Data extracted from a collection

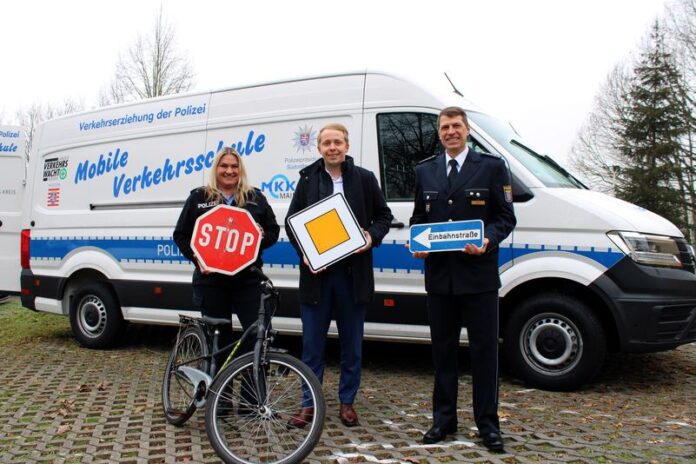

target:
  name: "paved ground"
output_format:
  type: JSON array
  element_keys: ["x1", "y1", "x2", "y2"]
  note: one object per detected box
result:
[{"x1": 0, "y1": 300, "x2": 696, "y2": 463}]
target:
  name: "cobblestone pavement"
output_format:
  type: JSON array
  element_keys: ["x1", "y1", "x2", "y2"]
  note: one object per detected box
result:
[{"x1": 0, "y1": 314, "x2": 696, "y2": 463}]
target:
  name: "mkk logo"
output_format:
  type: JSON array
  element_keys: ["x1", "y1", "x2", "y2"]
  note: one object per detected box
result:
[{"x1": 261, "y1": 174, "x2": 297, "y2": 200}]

==

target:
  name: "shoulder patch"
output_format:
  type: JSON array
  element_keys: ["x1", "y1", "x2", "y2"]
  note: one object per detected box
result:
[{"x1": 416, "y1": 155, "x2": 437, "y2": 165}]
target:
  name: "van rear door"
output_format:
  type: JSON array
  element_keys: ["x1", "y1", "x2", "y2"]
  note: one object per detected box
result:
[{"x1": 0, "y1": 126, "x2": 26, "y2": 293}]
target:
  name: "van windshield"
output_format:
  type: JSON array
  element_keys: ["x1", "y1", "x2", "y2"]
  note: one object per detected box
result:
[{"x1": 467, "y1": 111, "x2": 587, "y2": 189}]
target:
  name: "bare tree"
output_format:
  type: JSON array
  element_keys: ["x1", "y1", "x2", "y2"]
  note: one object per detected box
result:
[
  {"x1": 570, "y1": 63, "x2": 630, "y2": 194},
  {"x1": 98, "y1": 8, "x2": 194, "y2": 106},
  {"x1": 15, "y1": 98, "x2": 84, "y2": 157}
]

To be done:
Pull out every line in the records above that contains the string "name", and copy each one.

Answer to the problem:
  name: "paved ground"
  name: "cobblestone pavement"
  name: "mkk logo"
  name: "shoulder patch"
  name: "van rear door"
  name: "van windshield"
  name: "bare tree"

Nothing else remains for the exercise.